PROVIDED INFORMATION:
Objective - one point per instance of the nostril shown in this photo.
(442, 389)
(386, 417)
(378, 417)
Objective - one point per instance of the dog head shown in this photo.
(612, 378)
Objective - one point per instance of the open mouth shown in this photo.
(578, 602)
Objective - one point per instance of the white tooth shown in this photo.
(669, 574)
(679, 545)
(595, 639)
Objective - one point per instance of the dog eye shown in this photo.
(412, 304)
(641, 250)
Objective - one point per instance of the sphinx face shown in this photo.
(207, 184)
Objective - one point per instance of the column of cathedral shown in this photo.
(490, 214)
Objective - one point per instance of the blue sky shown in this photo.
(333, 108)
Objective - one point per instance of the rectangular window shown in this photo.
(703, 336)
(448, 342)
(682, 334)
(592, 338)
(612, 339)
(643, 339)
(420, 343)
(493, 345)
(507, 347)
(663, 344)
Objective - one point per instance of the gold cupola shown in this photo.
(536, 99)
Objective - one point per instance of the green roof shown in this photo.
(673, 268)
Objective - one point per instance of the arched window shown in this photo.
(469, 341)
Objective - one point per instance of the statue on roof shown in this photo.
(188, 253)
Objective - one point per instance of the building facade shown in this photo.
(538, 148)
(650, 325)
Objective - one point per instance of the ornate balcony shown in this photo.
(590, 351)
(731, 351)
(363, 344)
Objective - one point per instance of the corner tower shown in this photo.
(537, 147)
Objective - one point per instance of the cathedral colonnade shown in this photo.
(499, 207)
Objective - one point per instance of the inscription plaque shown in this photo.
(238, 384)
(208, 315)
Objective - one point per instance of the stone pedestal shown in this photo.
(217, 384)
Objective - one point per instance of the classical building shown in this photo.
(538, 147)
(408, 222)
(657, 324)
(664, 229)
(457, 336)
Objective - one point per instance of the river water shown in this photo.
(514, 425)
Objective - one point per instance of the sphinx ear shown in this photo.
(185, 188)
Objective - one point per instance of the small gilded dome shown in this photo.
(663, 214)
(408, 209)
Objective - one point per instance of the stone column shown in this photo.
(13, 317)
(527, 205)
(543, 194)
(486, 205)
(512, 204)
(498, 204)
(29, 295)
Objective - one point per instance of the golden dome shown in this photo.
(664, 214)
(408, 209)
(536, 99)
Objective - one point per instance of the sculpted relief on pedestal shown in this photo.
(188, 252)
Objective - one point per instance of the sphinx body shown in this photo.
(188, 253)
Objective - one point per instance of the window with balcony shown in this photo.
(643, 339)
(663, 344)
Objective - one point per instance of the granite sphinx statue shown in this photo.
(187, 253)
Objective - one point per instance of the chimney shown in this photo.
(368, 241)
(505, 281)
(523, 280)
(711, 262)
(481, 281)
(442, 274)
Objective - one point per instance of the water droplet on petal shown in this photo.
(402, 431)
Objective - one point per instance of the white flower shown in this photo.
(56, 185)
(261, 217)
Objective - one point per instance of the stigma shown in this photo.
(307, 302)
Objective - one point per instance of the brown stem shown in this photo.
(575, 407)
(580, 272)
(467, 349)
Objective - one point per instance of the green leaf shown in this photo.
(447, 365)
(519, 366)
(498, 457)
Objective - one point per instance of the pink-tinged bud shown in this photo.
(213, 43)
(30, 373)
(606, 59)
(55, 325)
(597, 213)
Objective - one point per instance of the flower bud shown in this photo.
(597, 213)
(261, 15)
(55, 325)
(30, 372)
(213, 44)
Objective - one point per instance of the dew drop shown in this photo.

TRY IT:
Every entry should be printed again exactly as written.

OUTPUT FOR THIS EXERCISE:
Objective - one point per instance of the nostril shown in this photo.
(442, 389)
(386, 417)
(378, 417)
Objective - one point per instance of the dog head shown in this photo.
(612, 378)
Objective - one point per instance of the open mouth shown in this photo.
(578, 602)
Objective - one point per instance of the white tooth shown in this photo.
(669, 574)
(679, 545)
(595, 639)
Objective - one point per instance of the dog eye shown in this photo.
(412, 304)
(641, 250)
Objective - one point per instance of the sphinx face shown in this photo.
(207, 184)
Objective - one point per instance of the column of cathedral shown in this photo.
(490, 214)
Objective - one point per instance of the blue sky shown in this photo.
(333, 108)
Objective - one point per instance of the rectangular window shown in this photo.
(703, 336)
(448, 342)
(682, 334)
(592, 338)
(612, 339)
(643, 339)
(420, 343)
(493, 345)
(507, 347)
(663, 344)
Objective - one point per instance of the gold cupola shown in this photo.
(536, 99)
Objective - one point per instance of the green roof shown in this photo.
(673, 268)
Objective - one point per instance of the arched window shown in this photo.
(469, 341)
Objective - one point per instance of the statue on roof shown in this photo.
(188, 253)
Objective - one point per instance of the building facade shown in this photo.
(538, 148)
(650, 325)
Objective - one point per instance of the ornate balcony shown in this photo.
(590, 351)
(731, 351)
(363, 344)
Objective - one point per instance of the corner tower shown in this photo.
(537, 147)
Objective - one point per instance of the cathedral colonnade shown in this photo.
(499, 207)
Objective - one point per instance of the inscription plaque shown in this photo.
(238, 384)
(208, 315)
Objective - one point per instance of the stone pedestal shown in this photo.
(217, 384)
Objective - one point per instance of the classical building shown in this photo.
(538, 147)
(408, 222)
(657, 324)
(664, 229)
(457, 336)
Objective - one point per instance of the river water shown in this photo.
(514, 425)
Objective - one point per instance of the sphinx ear shown in this photo.
(185, 188)
Objective - one point per instance of the small gilded dome shown in this photo.
(663, 214)
(408, 209)
Objective - one point per instance of the stone column shown in this photo.
(13, 317)
(527, 205)
(543, 194)
(486, 205)
(512, 204)
(498, 204)
(29, 295)
Objective - one point per instance of the golden dome shown in this photo.
(664, 214)
(408, 209)
(536, 99)
Objective - one point per instance of the sculpted relief on pedestal shown in this photo.
(188, 252)
Objective - one point per instance of the sphinx body shown in this photo.
(188, 253)
Objective - one point per instance of the window with balcony shown in this photo.
(643, 339)
(663, 344)
Objective - one point per instance of the granite sphinx statue shown in this photo.
(187, 253)
Objective - one point per instance of the chimney shown in this photo.
(368, 241)
(505, 281)
(523, 280)
(711, 262)
(481, 281)
(442, 274)
Objective - one point per instance of the water droplet on petal shown in this photo.
(402, 431)
Objective - one point per instance of the white flower shown in this photo.
(56, 185)
(261, 217)
Objective - one point per instance of the stigma shown in this photo.
(307, 302)
Objective - one point per instance of the brown stem shown in this photo.
(575, 407)
(580, 272)
(467, 349)
Objective - one point per instance of the green leaf shown in this photo.
(447, 365)
(519, 366)
(498, 457)
Objective - one point per instance of the pink-tinged bud shown in this photo.
(213, 43)
(30, 373)
(606, 59)
(55, 325)
(597, 213)
Objective - one point per instance of the flower bud shown in this photo.
(597, 213)
(261, 15)
(55, 325)
(30, 372)
(213, 44)
Objective - one point per instance of the dew drop shown in this photo.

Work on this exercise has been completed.